Data section

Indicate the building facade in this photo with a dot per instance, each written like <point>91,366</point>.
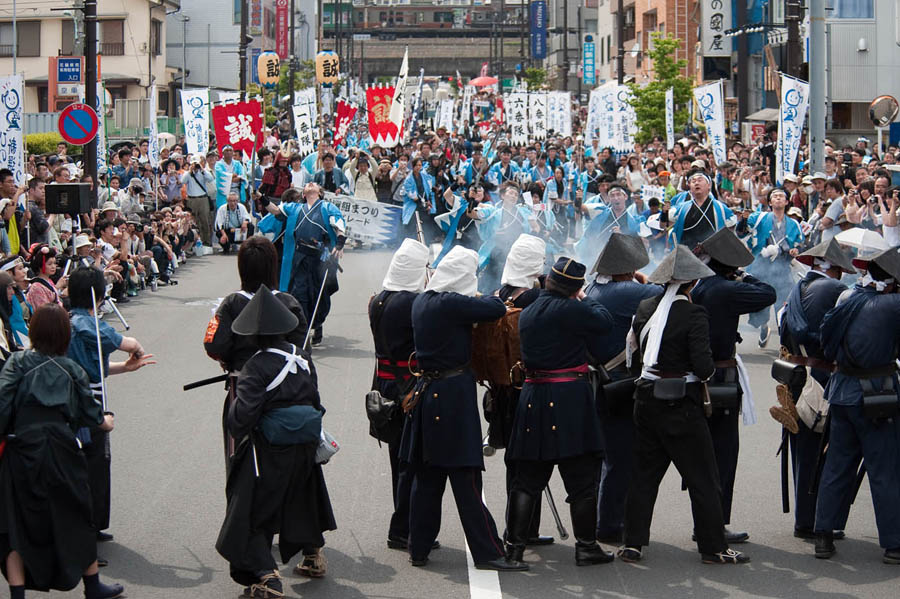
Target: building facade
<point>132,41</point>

==

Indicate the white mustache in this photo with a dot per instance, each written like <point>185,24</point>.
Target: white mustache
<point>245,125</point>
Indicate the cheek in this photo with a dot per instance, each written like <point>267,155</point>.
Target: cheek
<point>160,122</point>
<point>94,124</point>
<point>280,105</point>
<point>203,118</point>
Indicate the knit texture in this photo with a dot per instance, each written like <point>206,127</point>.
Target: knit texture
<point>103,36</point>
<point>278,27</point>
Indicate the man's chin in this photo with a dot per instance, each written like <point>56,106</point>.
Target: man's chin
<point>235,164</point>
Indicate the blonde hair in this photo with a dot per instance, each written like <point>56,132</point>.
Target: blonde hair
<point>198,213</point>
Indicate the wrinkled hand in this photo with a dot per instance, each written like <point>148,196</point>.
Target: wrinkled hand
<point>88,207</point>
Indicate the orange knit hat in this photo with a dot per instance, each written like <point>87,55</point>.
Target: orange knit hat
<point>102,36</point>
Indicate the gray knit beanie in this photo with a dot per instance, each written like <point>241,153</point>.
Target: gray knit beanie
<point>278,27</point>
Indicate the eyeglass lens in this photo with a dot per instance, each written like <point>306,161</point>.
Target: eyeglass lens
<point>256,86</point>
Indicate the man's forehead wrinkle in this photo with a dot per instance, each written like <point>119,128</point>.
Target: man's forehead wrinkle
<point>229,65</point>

--

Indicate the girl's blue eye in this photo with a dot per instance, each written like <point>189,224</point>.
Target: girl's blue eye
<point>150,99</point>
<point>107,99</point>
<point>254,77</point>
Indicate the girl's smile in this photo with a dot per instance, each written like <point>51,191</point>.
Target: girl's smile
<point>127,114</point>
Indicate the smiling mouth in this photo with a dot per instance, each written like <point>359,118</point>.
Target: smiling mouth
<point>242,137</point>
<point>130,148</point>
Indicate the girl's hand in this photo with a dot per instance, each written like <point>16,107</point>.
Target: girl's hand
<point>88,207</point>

The task
Output exactly the lines of the material above from the one containing "Indicate the cheek" up to and including the one containing "Indicate the blonde".

Written reply
Indicate the cheek in this photo with a dot per instance, each written like <point>267,155</point>.
Target: cheek
<point>160,122</point>
<point>94,124</point>
<point>280,105</point>
<point>203,118</point>
Indicate the knit texture in this photo with a dot per instance, each written like <point>206,127</point>.
Target: knit texture
<point>103,36</point>
<point>278,27</point>
Indicate the man's chin in this photo with a dot per instance, each written like <point>56,106</point>.
Target: man's chin
<point>235,164</point>
Indicate the blonde hair in this photo with a dot per instance, each written like <point>56,132</point>.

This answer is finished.